| GIVEN INSTRUCTION |
Recast the stretch of the material from the line containing "Target: baby capybara" through the end of the material as a Markdown table with the columns Row and Line. Give each non-blank line its own numbered row and include no other lines.

| MATERIAL FOR THIS TASK |
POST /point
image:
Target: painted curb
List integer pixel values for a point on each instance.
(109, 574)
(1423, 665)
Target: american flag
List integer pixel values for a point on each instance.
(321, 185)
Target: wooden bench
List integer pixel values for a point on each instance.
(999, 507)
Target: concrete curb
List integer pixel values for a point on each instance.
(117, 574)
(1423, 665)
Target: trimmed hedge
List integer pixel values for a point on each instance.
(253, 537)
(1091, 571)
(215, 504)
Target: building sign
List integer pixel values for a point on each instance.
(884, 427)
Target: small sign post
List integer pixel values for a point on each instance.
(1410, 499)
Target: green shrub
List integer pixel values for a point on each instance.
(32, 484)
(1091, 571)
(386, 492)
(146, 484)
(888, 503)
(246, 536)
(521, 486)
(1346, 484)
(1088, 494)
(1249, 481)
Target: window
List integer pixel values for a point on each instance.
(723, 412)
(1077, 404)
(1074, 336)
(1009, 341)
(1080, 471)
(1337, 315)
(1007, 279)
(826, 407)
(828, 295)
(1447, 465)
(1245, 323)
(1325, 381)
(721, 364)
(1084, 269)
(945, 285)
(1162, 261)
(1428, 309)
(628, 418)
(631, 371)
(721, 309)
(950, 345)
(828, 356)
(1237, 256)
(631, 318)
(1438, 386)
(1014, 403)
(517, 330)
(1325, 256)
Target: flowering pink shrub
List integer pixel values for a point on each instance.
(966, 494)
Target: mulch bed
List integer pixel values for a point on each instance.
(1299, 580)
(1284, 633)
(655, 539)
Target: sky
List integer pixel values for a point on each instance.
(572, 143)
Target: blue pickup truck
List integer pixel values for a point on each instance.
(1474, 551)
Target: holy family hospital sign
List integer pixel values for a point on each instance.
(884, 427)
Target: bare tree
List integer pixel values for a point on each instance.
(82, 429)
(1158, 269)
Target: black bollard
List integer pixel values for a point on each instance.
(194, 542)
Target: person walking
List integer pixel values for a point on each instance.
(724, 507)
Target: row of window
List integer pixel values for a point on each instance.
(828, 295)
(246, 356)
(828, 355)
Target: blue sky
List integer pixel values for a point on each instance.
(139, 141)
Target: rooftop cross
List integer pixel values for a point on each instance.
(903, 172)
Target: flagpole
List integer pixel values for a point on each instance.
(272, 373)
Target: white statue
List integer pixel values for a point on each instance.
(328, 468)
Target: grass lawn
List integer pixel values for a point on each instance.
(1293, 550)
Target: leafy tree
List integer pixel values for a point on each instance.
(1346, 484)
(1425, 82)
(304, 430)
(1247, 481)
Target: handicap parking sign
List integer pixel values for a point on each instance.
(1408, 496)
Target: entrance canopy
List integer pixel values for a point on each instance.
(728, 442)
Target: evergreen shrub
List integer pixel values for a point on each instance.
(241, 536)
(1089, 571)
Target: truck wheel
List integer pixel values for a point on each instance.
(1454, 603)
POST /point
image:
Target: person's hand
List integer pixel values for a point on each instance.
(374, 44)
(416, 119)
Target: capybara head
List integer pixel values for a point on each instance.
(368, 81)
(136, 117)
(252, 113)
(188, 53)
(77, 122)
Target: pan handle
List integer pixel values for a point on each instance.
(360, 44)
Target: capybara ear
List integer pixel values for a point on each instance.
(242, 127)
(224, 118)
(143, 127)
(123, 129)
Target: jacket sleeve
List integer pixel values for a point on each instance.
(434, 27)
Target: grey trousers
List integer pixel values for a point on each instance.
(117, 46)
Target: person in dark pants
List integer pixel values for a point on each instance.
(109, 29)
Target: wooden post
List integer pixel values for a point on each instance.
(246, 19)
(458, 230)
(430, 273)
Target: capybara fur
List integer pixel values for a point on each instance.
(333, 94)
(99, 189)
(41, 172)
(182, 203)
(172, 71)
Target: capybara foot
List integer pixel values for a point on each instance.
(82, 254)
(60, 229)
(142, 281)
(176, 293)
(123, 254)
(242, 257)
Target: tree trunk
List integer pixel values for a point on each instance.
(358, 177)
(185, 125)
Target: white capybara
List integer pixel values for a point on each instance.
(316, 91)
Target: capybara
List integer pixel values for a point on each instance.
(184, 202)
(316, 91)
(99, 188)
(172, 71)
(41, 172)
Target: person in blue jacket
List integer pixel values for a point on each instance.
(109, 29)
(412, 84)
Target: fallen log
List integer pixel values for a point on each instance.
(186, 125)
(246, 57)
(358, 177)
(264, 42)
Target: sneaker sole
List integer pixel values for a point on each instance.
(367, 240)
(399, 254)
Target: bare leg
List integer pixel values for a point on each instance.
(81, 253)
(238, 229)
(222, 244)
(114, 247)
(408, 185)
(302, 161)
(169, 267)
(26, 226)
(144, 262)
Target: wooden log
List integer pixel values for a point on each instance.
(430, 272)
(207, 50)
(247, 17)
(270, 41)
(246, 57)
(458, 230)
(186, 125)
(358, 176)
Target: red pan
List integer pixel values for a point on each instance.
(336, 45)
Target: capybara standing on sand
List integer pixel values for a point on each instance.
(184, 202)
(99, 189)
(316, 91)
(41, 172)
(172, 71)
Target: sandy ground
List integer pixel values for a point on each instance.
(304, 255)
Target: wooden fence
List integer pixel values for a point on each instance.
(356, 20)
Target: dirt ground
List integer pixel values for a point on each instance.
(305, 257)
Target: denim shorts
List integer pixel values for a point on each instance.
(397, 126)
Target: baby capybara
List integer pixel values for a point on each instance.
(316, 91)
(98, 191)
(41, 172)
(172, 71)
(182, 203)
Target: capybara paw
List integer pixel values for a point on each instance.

| TASK ANSWER |
| Row | Line |
|---|---|
| 1 | Target: baby capybara |
| 2 | List integer pixel values for a point on each instance. |
| 3 | (316, 91) |
| 4 | (98, 191) |
| 5 | (41, 172) |
| 6 | (172, 71) |
| 7 | (182, 203) |
| 8 | Target: capybara paw |
| 9 | List integer pixel values for a point on each instance. |